### AIM OF THE EXERCISE
Which lines in the material contain the string "Point", with case counting? Locate each one and copy it in full.

### DATASET ENTRIES
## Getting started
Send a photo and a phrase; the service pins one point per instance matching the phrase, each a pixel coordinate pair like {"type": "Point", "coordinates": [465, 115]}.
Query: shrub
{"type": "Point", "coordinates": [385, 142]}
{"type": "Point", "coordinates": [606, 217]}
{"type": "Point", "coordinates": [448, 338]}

### WRITTEN ANSWER
Send a photo and a phrase; the service pins one point per instance matching the phrase, each a pixel coordinate pair like {"type": "Point", "coordinates": [465, 115]}.
{"type": "Point", "coordinates": [385, 142]}
{"type": "Point", "coordinates": [606, 217]}
{"type": "Point", "coordinates": [448, 338]}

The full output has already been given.